(Prompt) Repeat the items below word for word, starting at the line that contains "written like [326,45]." and stopping after the last line of the items.

(Working data)

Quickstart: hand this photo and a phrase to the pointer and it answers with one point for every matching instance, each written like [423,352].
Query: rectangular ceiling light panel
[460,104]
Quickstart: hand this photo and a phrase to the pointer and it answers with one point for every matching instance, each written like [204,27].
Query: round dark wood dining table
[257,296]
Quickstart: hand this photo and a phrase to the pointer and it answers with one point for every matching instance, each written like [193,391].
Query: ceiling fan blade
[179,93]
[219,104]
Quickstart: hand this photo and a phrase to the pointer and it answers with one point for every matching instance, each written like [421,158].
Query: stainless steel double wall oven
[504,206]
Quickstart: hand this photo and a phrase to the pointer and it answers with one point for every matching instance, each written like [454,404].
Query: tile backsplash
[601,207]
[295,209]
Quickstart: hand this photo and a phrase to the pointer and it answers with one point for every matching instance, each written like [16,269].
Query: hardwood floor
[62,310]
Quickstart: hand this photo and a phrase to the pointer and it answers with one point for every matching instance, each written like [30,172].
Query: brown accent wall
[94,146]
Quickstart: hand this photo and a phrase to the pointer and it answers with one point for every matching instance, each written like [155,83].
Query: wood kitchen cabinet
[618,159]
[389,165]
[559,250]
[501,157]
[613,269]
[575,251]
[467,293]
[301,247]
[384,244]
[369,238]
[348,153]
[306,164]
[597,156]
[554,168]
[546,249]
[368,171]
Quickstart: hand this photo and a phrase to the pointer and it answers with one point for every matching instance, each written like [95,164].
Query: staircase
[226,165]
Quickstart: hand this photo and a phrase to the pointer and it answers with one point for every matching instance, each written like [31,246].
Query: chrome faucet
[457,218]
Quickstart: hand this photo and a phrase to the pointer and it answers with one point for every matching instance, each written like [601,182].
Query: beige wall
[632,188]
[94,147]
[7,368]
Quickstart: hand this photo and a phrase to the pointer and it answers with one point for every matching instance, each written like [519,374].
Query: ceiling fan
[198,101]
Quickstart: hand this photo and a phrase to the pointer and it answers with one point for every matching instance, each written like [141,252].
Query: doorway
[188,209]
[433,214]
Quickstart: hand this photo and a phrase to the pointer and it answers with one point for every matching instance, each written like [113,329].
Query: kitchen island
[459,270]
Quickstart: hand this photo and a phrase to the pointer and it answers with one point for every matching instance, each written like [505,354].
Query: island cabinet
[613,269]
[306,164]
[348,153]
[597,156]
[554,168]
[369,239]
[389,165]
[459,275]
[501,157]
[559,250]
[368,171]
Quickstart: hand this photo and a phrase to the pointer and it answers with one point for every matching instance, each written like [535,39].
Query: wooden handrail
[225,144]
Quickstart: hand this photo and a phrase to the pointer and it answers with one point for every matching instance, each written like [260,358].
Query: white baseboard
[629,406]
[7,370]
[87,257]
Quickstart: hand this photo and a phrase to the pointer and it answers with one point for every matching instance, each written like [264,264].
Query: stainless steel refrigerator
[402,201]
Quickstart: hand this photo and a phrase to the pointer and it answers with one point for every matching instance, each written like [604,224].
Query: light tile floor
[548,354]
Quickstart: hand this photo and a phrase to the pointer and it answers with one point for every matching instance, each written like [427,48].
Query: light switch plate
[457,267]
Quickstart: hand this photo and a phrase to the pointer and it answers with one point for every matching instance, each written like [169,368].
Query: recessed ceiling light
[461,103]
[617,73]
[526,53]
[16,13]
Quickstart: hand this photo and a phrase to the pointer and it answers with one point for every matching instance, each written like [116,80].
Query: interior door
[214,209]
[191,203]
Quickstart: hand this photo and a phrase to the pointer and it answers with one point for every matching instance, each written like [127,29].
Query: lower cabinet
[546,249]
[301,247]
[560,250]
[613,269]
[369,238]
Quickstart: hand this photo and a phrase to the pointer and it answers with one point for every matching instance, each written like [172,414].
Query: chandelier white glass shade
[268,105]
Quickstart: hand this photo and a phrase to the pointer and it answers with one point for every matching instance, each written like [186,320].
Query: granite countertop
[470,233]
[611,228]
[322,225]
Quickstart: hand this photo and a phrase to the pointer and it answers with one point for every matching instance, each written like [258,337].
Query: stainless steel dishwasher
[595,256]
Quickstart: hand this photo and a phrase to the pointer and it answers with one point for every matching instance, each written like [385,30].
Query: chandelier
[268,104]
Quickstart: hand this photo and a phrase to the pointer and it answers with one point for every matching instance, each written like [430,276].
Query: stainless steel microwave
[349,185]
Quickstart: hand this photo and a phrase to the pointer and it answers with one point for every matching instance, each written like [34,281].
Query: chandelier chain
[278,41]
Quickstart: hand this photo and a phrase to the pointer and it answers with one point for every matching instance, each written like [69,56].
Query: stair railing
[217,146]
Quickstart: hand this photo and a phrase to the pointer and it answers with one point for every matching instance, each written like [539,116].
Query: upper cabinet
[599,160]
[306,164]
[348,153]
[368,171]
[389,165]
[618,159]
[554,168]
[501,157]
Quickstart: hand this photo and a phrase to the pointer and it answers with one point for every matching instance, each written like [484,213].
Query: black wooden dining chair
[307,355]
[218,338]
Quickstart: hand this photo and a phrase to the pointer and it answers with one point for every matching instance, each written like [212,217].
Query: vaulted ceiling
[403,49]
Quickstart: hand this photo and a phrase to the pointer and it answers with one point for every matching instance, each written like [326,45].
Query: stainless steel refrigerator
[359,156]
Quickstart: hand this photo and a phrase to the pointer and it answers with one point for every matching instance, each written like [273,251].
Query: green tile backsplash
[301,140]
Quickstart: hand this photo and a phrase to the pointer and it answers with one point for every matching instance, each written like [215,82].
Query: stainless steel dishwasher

(Complete response)
Quickstart: hand this photo and a phrase to the pointer and it answers with one point for every matching instance, each written like [326,45].
Query: stainless steel refrigerator
[359,156]
Quickstart: hand this photo and a phrase to the pointer and it answers with one point for every matching instance, each written like [273,251].
Query: green tile backsplash
[301,140]
Quickstart: hand this photo and a phrase to the pointer and it answers with one point for every matching instance, each written like [215,82].
Query: stainless steel dishwasher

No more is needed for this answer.